* **TASK REQUIREMENTS**
Render the records, from the first line through the line containing "POLYGON ((422 122, 394", as a Markdown table with the columns Row and Line. Put each line's number under Row and the line itself under Line, leaving out blank lines.

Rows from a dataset
◆ ◆ ◆ ◆ ◆ ◆ ◆

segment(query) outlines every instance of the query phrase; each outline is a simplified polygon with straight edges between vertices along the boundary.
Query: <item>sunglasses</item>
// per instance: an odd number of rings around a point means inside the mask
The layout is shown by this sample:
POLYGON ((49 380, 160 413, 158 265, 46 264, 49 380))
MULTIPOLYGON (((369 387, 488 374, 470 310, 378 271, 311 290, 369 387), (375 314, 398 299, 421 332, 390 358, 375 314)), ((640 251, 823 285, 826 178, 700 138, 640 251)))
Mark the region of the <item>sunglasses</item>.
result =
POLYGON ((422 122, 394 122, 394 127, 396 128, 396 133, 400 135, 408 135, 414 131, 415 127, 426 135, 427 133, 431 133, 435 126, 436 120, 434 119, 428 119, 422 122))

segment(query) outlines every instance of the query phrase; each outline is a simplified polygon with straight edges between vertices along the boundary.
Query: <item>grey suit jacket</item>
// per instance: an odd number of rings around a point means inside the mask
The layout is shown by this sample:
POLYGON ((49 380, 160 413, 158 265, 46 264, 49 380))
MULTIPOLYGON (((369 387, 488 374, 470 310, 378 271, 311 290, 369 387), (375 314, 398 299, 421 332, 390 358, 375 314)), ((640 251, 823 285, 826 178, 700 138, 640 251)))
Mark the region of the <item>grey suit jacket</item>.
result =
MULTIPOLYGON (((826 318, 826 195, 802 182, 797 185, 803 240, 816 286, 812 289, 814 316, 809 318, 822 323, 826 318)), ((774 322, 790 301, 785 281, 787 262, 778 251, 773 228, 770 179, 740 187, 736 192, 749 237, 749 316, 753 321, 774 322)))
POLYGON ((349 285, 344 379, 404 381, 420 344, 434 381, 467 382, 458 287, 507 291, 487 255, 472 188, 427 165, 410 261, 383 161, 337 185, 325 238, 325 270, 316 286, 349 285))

◆ ◆ ◆ ◆ ◆ ◆ ◆

* **TASK RESPONSE**
| Row | Line |
|---|---|
| 1 | segment(query) outlines every instance of the query phrase; each outline is a simplified polygon with straight edges between vertices along the boundary. |
| 2 | Query: <item>sunglasses</item> |
| 3 | // per instance: an odd number of rings around a point means inside the mask |
| 4 | The layout is shown by this sample: |
| 5 | POLYGON ((49 380, 160 413, 158 265, 46 264, 49 380)) |
| 6 | MULTIPOLYGON (((369 387, 488 374, 470 310, 378 271, 311 290, 369 387), (375 314, 398 299, 421 332, 390 358, 375 314)), ((640 251, 823 285, 826 178, 700 138, 640 251))) |
| 7 | Mark the region of the <item>sunglasses</item>. |
| 8 | result = |
| 9 | POLYGON ((422 122, 394 122, 394 127, 396 128, 396 133, 400 135, 408 135, 414 131, 415 127, 426 135, 427 133, 431 133, 435 126, 436 120, 434 119, 428 119, 422 122)) |